===== SELECTED PASSAGE
Multi-Cloud DevOps — Terraform, K8s, and Cross-Cloud CI/CD
When GitLab suffered a major outage in 2023, companies running exclusively on their platform scrambled. When AWS us-east-1 went down for hours in 2021, single-cloud shops lost millions. Multi-cloud is no longer a luxury — it is a strategic decision that protects your business. But doing it wrong costs more than doing nothing at all.
Why Multi-Cloud?
The case for multi-cloud goes beyond buzzwords:
Business Drivers for Multi-Cloud:
1. Avoid Vendor Lock-in
└─ Negotiate from strength, not dependency
2. Best-of-Breed Services
└─ AWS for compute, GCP for ML, Azure for enterprise integration
3. Regulatory Compliance
└─ Data sovereignty: EU data on EU-region providers
└─ Government contracts requiring specific clouds
4. Resilience
└─ Survive single-provider outages
└─ Geographic redundancy beyond one provider's regions
5. M&A Reality
└─ Acquired company uses different cloud
└─ Faster integration than migration
Multi-Cloud Challenges (Be Honest About These)
| Challenge | Impact | Mitigation |
|---|---|---|
| Complexity explosion | 3x the networking, IAM, monitoring to manage | Abstraction layers (Terraform, K8s) |
| Cost management | Billing across providers is painful | FinOps tooling (Kubecost, Infracost) |
| Skills gap | Team needs expertise in multiple clouds | Invest in cloud-agnostic tools |
| Lowest common denominator | Using only features available everywhere | Accept some provider-specific code (80/20 rule) |
| Networking complexity | Cross-cloud latency, security, DNS | Dedicated interconnects, service mesh |
| Inconsistent IAM | Different permission models per cloud | Centralized identity (Okta/Azure AD + OIDC) |
Terraform as the Unified IaC Layer
Terraform's provider model makes it the natural choice for multi-cloud infrastructure:
# main.tf — Multi-cloud infrastructure with Terraform
terraform {
required_providers {
aws = {
source = "hashicorp/aws"
==========
- [SET TASK 1]: Output the part of the multi-cloud DevOps article that starts at "Multi-Cloud DevOps —" and ends at "Why Multi-Cloud?", copied word for word.
===== RAW DATA
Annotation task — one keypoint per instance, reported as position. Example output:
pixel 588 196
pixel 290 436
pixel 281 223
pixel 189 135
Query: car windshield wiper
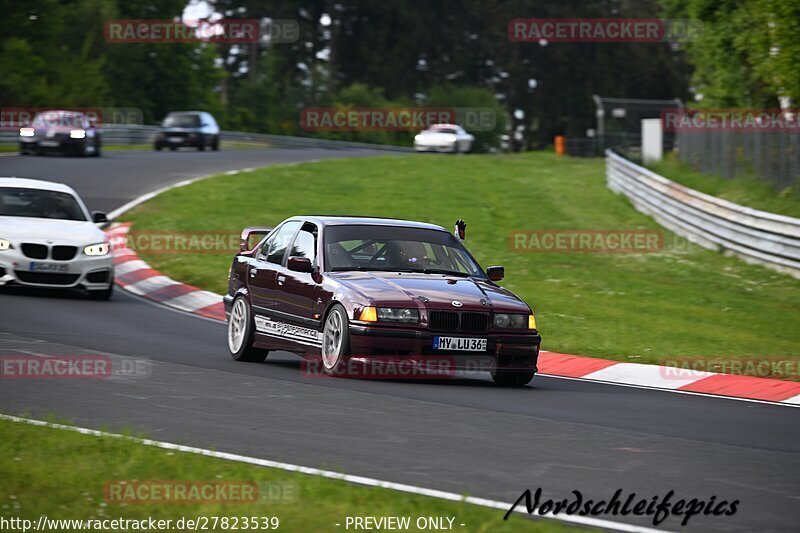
pixel 370 269
pixel 443 271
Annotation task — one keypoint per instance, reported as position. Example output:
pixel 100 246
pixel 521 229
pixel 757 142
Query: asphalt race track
pixel 460 435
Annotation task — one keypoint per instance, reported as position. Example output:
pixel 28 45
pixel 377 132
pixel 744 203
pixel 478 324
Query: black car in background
pixel 70 132
pixel 196 129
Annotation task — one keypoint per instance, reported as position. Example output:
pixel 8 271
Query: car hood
pixel 434 291
pixel 41 230
pixel 435 135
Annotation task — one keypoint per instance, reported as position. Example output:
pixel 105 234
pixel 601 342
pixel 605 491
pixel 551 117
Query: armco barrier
pixel 123 135
pixel 755 236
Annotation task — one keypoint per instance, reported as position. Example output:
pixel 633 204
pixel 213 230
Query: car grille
pixel 47 278
pixel 443 320
pixel 100 276
pixel 34 251
pixel 453 321
pixel 64 253
pixel 474 321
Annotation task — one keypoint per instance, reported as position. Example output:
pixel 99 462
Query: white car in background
pixel 49 239
pixel 444 138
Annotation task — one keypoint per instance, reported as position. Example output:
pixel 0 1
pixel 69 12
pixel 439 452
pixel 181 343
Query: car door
pixel 296 296
pixel 262 270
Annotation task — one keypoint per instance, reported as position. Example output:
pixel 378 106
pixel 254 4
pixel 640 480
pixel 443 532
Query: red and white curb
pixel 136 276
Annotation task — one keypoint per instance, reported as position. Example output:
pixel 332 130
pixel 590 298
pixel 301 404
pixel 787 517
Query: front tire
pixel 336 342
pixel 512 378
pixel 240 334
pixel 102 294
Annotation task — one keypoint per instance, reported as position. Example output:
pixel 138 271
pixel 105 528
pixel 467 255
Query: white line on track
pixel 358 480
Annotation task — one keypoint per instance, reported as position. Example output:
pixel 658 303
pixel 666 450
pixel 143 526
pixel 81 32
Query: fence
pixel 771 156
pixel 126 135
pixel 624 142
pixel 755 236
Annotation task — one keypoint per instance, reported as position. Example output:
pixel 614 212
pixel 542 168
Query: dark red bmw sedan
pixel 345 289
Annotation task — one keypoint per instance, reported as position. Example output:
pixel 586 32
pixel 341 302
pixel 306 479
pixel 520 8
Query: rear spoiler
pixel 244 240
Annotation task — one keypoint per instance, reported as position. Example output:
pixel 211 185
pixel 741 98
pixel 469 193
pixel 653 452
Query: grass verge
pixel 751 192
pixel 682 301
pixel 62 475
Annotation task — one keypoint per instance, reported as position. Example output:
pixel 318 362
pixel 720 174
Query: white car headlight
pixel 97 249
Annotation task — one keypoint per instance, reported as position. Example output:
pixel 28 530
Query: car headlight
pixel 503 320
pixel 406 316
pixel 97 249
pixel 389 314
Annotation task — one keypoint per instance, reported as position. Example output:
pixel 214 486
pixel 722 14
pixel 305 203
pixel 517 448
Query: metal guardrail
pixel 755 236
pixel 126 134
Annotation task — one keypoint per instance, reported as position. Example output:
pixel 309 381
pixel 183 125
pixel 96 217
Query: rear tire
pixel 336 342
pixel 512 378
pixel 240 334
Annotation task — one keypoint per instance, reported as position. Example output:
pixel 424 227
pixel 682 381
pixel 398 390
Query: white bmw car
pixel 49 239
pixel 444 138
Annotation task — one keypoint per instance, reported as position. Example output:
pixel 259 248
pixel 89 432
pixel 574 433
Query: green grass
pixel 682 301
pixel 751 192
pixel 61 474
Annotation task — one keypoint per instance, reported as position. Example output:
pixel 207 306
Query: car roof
pixel 343 220
pixel 27 183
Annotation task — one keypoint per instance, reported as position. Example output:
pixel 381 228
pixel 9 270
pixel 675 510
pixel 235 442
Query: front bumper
pixel 435 147
pixel 507 351
pixel 89 272
pixel 58 144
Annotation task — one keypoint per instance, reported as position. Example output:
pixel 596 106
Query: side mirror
pixel 299 264
pixel 496 273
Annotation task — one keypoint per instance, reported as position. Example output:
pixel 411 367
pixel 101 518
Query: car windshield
pixel 182 121
pixel 39 203
pixel 58 119
pixel 397 249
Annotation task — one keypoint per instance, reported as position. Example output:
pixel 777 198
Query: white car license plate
pixel 36 266
pixel 461 344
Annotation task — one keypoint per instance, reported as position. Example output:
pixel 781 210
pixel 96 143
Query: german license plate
pixel 461 344
pixel 36 266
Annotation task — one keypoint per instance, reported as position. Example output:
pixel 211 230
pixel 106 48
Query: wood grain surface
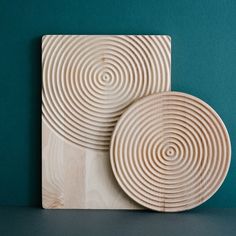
pixel 88 82
pixel 170 151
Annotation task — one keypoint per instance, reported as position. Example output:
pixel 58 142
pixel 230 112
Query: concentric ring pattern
pixel 88 81
pixel 170 151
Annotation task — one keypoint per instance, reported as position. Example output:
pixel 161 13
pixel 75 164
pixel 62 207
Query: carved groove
pixel 88 81
pixel 170 152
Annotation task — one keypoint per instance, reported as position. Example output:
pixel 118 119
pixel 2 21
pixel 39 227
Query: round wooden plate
pixel 170 152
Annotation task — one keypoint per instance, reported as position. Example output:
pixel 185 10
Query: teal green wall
pixel 203 63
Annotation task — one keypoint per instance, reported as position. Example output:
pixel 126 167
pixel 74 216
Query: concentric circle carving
pixel 88 81
pixel 170 151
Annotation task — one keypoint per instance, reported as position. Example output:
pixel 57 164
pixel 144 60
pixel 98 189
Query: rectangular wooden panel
pixel 88 82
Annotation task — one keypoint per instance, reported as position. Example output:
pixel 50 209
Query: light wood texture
pixel 88 82
pixel 170 152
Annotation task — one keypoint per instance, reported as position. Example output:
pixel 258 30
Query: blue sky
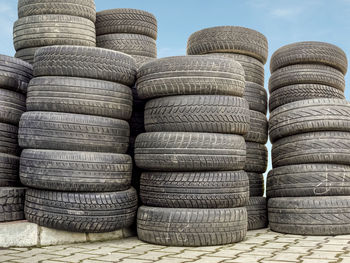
pixel 281 21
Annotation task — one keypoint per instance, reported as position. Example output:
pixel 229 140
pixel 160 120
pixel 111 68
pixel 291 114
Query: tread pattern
pixel 191 227
pixel 73 132
pixel 206 113
pixel 195 190
pixel 182 151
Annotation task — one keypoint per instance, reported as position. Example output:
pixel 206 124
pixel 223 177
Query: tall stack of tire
pixel 309 186
pixel 250 49
pixel 53 22
pixel 74 139
pixel 15 75
pixel 195 189
pixel 133 32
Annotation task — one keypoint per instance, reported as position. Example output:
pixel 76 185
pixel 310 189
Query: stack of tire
pixel 74 139
pixel 133 32
pixel 53 22
pixel 15 75
pixel 250 49
pixel 309 186
pixel 195 189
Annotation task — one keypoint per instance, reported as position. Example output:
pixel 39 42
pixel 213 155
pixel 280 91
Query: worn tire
pixel 11 203
pixel 193 113
pixel 307 74
pixel 309 116
pixel 12 106
pixel 258 131
pixel 131 44
pixel 312 147
pixel 81 212
pixel 80 95
pixel 75 171
pixel 195 190
pixel 191 227
pixel 316 216
pixel 257 213
pixel 257 157
pixel 48 30
pixel 256 96
pixel 85 62
pixel 126 20
pixel 228 39
pixel 184 151
pixel 310 52
pixel 190 75
pixel 299 92
pixel 309 180
pixel 73 132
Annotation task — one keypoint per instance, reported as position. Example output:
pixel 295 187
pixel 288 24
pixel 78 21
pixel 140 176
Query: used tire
pixel 309 116
pixel 81 212
pixel 317 216
pixel 184 151
pixel 310 52
pixel 75 171
pixel 85 62
pixel 193 113
pixel 73 132
pixel 257 213
pixel 191 227
pixel 228 39
pixel 48 30
pixel 11 203
pixel 312 147
pixel 309 180
pixel 299 92
pixel 190 75
pixel 80 95
pixel 126 20
pixel 195 190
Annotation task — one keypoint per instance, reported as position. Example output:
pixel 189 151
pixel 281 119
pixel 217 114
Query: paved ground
pixel 261 246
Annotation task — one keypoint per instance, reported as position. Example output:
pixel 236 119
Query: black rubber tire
pixel 256 96
pixel 193 113
pixel 126 20
pixel 299 92
pixel 257 157
pixel 195 190
pixel 12 106
pixel 309 180
pixel 229 39
pixel 312 147
pixel 81 212
pixel 309 116
pixel 256 184
pixel 81 8
pixel 85 62
pixel 258 131
pixel 190 75
pixel 75 171
pixel 80 95
pixel 310 52
pixel 307 74
pixel 9 166
pixel 11 203
pixel 316 216
pixel 191 227
pixel 15 74
pixel 257 213
pixel 47 30
pixel 132 44
pixel 73 132
pixel 184 151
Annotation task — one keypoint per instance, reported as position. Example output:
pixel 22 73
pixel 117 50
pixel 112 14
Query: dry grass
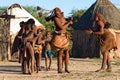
pixel 81 69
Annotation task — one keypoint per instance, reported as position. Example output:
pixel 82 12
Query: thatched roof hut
pixel 85 45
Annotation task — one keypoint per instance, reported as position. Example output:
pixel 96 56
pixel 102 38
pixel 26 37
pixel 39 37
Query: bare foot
pixel 109 70
pixel 100 70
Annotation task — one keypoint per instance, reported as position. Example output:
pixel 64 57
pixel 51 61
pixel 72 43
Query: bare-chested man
pixel 60 40
pixel 107 41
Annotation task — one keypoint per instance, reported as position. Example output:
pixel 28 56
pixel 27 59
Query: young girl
pixel 48 53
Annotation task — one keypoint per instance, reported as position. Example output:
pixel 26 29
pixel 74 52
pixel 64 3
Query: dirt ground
pixel 81 69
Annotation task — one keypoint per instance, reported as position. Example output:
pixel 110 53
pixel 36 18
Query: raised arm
pixel 62 26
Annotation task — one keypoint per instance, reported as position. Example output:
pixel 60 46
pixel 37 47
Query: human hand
pixel 89 31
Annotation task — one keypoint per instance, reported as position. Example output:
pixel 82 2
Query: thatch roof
pixel 106 8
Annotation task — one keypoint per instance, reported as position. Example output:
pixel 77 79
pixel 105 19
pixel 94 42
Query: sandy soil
pixel 81 69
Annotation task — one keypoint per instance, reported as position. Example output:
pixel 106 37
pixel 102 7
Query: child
pixel 48 53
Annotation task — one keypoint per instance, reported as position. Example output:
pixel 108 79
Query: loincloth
pixel 38 49
pixel 60 41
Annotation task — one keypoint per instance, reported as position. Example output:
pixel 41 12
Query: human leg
pixel 66 61
pixel 59 61
pixel 109 68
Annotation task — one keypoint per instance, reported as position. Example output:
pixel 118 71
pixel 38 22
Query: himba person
pixel 60 40
pixel 38 47
pixel 48 51
pixel 29 40
pixel 20 37
pixel 107 41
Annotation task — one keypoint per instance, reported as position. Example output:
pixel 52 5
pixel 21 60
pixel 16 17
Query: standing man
pixel 60 40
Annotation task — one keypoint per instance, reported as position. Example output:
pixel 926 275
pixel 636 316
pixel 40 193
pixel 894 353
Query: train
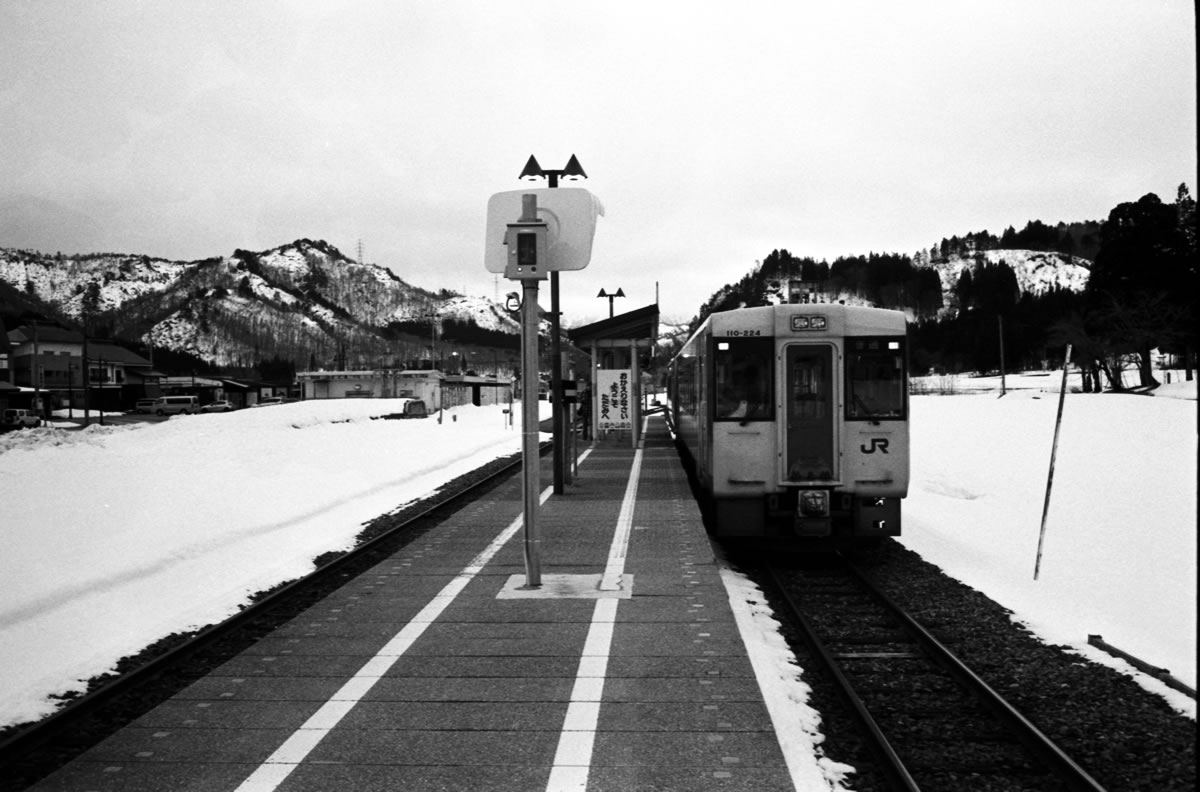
pixel 795 420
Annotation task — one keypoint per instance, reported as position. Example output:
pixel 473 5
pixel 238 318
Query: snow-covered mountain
pixel 1037 271
pixel 305 301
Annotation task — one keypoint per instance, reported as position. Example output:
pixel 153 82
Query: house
pixel 48 361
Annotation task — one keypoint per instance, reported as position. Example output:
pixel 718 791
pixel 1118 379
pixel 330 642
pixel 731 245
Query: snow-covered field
pixel 115 537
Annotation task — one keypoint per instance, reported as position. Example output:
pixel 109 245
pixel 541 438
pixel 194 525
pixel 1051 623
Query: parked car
pixel 174 405
pixel 413 408
pixel 19 419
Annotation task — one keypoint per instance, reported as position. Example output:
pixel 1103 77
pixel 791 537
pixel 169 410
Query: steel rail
pixel 1037 741
pixel 891 765
pixel 37 735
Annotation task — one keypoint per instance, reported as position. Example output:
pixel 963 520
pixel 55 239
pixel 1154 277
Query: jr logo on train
pixel 796 419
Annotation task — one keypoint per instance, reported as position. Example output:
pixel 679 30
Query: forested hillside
pixel 303 305
pixel 1116 291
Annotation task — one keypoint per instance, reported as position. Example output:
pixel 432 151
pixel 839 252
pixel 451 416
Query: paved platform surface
pixel 438 671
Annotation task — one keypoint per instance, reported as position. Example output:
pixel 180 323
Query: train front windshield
pixel 875 378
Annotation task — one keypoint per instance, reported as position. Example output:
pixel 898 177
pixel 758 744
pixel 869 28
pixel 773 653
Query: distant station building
pixel 432 387
pixel 621 348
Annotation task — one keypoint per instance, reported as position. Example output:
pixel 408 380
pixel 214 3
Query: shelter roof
pixel 639 323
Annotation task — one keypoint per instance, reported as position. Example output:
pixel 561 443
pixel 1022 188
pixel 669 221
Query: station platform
pixel 441 670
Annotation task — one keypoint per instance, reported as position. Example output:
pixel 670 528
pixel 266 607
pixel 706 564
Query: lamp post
pixel 616 294
pixel 573 171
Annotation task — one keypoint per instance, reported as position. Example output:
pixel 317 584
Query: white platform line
pixel 573 759
pixel 280 765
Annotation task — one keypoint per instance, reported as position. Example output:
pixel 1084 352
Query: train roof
pixel 840 319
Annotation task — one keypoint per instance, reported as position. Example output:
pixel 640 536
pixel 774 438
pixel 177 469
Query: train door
pixel 809 412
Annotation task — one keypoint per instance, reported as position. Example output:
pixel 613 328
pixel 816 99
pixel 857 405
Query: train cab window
pixel 875 378
pixel 743 379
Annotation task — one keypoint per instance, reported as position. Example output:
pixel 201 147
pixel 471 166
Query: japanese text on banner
pixel 612 390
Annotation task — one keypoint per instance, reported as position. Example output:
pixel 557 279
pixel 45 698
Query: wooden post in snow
pixel 1054 453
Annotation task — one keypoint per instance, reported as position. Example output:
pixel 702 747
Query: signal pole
pixel 575 171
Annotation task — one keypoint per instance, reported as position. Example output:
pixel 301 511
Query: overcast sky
pixel 712 133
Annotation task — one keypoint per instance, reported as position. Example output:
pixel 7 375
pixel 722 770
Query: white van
pixel 174 405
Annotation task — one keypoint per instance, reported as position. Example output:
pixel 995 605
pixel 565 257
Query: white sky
pixel 713 133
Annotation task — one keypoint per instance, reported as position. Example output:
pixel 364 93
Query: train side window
pixel 743 379
pixel 875 378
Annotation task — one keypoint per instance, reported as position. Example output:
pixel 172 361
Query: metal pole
pixel 529 431
pixel 1054 453
pixel 1002 388
pixel 556 382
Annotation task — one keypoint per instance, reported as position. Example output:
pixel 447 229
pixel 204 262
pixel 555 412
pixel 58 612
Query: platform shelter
pixel 621 348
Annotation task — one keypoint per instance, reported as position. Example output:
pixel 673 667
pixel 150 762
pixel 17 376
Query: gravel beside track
pixel 1129 739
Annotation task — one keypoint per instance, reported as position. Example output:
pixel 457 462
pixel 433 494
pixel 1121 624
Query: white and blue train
pixel 796 420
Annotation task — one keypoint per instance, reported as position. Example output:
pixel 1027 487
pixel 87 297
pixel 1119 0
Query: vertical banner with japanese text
pixel 613 408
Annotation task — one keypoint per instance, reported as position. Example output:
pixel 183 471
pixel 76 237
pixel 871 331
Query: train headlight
pixel 809 323
pixel 815 503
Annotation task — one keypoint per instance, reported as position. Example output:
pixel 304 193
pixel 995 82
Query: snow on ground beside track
pixel 117 537
pixel 1120 550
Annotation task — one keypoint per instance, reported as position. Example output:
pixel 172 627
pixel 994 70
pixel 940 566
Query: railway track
pixel 928 720
pixel 147 681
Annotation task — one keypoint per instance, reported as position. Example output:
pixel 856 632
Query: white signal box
pixel 570 217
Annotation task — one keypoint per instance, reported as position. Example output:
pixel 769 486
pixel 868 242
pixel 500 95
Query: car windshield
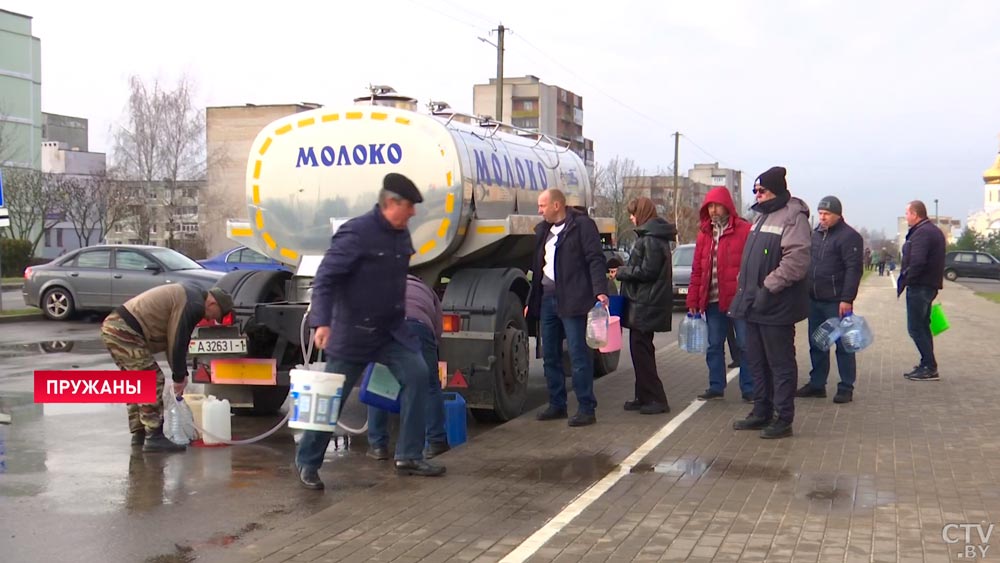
pixel 683 256
pixel 174 260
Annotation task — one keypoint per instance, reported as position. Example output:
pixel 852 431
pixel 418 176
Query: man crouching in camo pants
pixel 159 320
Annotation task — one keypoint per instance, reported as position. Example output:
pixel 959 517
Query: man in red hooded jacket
pixel 717 254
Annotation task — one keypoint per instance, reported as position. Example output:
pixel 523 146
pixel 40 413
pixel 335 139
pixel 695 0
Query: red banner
pixel 96 386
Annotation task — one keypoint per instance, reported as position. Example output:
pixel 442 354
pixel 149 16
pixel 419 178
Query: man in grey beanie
pixel 834 276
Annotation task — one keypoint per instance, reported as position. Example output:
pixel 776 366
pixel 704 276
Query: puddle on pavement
pixel 697 467
pixel 584 467
pixel 91 346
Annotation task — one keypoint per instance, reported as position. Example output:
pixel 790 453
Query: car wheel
pixel 57 304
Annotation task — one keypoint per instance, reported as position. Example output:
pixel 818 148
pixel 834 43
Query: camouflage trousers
pixel 130 353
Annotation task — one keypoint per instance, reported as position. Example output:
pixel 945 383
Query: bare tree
pixel 95 205
pixel 115 200
pixel 34 200
pixel 161 142
pixel 612 200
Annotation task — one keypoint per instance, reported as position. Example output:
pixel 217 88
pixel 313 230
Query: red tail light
pixel 451 323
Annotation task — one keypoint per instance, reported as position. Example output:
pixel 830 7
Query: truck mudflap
pixel 491 350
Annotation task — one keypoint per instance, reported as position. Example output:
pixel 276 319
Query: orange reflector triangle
pixel 458 380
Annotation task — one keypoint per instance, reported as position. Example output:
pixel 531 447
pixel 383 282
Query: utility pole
pixel 500 30
pixel 499 47
pixel 677 188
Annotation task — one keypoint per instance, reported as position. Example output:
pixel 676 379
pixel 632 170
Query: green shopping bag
pixel 939 322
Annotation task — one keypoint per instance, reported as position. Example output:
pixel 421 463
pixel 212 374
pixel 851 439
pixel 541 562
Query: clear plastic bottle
pixel 826 334
pixel 698 335
pixel 856 334
pixel 597 326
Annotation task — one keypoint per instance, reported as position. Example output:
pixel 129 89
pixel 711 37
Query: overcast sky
pixel 876 102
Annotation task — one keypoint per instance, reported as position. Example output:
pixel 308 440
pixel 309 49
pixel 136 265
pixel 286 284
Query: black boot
pixel 156 442
pixel 752 422
pixel 139 437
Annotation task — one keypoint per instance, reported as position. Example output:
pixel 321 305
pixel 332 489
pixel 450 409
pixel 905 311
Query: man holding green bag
pixel 922 276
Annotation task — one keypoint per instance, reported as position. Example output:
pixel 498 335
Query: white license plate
pixel 218 346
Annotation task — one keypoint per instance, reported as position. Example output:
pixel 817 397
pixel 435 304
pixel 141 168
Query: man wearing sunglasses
pixel 772 295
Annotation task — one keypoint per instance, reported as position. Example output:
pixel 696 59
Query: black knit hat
pixel 223 298
pixel 402 186
pixel 773 180
pixel 831 204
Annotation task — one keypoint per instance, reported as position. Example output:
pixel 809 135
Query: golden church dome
pixel 992 174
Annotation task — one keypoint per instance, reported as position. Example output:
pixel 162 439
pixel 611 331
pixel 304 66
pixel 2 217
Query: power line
pixel 587 82
pixel 710 155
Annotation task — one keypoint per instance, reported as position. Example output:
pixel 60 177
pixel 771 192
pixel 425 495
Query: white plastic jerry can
pixel 217 421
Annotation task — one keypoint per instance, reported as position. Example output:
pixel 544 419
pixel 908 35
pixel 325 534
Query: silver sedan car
pixel 100 278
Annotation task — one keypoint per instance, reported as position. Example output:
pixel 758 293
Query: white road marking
pixel 530 546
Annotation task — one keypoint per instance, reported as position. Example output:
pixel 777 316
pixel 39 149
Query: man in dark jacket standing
pixel 569 274
pixel 647 285
pixel 772 296
pixel 834 277
pixel 714 271
pixel 922 276
pixel 358 311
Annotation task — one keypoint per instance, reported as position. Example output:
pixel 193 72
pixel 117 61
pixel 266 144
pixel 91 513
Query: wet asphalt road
pixel 77 487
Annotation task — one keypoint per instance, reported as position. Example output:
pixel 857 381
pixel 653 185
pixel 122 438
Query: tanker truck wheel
pixel 511 370
pixel 247 289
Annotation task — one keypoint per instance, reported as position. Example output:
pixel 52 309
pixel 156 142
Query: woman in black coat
pixel 647 287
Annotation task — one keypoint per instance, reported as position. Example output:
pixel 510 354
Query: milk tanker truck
pixel 473 235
==========
- [SET TASK 2]: Format the entries as a Markdown table, starting at their first line and ending at the line that contains "pixel 262 270". Use the columns Row and Line, number each row, skip blank lines, and leave out the pictures.

- [EXERCISE RESPONSE 1]:
Multi-Cloud DevOps — Terraform, K8s, and Cross-Cloud CI/CD
When GitLab suffered a major outage in 2023, companies running exclusively on their platform scrambled. When AWS us-east-1 went down for hours in 2021, single-cloud shops lost millions. Multi-cloud is no longer a luxury — it is a strategic decision that protects your business. But doing it wrong costs more than doing nothing at all.
Why Multi-Cloud?

- [EXERCISE RESPONSE 2]:
| Row | Line |
|---|---|
| 1 | Annotation task — one keypoint per instance, reported as position. Example output: |
| 2 | pixel 588 196 |
| 3 | pixel 290 436 |
| 4 | pixel 281 223 |
| 5 | pixel 189 135 |
| 6 | Query: car windshield wiper |
| 7 | pixel 370 269 |
| 8 | pixel 443 271 |
| 9 | Annotation task — one keypoint per instance, reported as position. Example output: |
| 10 | pixel 100 246 |
| 11 | pixel 521 229 |
| 12 | pixel 757 142 |
| 13 | Query: asphalt race track |
| 14 | pixel 460 435 |
| 15 | Annotation task — one keypoint per instance, reported as position. Example output: |
| 16 | pixel 28 45 |
| 17 | pixel 377 132 |
| 18 | pixel 744 203 |
| 19 | pixel 478 324 |
| 20 | Query: black car in background |
| 21 | pixel 70 132 |
| 22 | pixel 196 129 |
| 23 | Annotation task — one keypoint per instance, reported as position. Example output: |
| 24 | pixel 8 271 |
| 25 | Query: car hood |
| 26 | pixel 434 291 |
| 27 | pixel 41 230 |
| 28 | pixel 435 135 |
| 29 | Annotation task — one keypoint per instance, reported as position. Example output: |
| 30 | pixel 105 234 |
| 31 | pixel 601 342 |
| 32 | pixel 605 491 |
| 33 | pixel 551 117 |
| 34 | Query: armco barrier |
| 35 | pixel 123 135 |
| 36 | pixel 755 236 |
| 37 | Annotation task — one keypoint per instance, reported as position. Example output: |
| 38 | pixel 633 204 |
| 39 | pixel 213 230 |
| 40 | Query: car grille |
| 41 | pixel 47 278 |
| 42 | pixel 443 320 |
| 43 | pixel 100 276 |
| 44 | pixel 34 251 |
| 45 | pixel 453 321 |
| 46 | pixel 64 253 |
| 47 | pixel 474 321 |
| 48 | Annotation task — one keypoint per instance, reported as position. Example output: |
| 49 | pixel 99 462 |
| 50 | Query: white car in background |
| 51 | pixel 49 239 |
| 52 | pixel 444 138 |
| 53 | Annotation task — one keypoint per instance, reported as position. Example output: |
| 54 | pixel 0 1 |
| 55 | pixel 69 12 |
| 56 | pixel 439 452 |
| 57 | pixel 181 343 |
| 58 | Query: car door |
| 59 | pixel 296 296 |
| 60 | pixel 262 270 |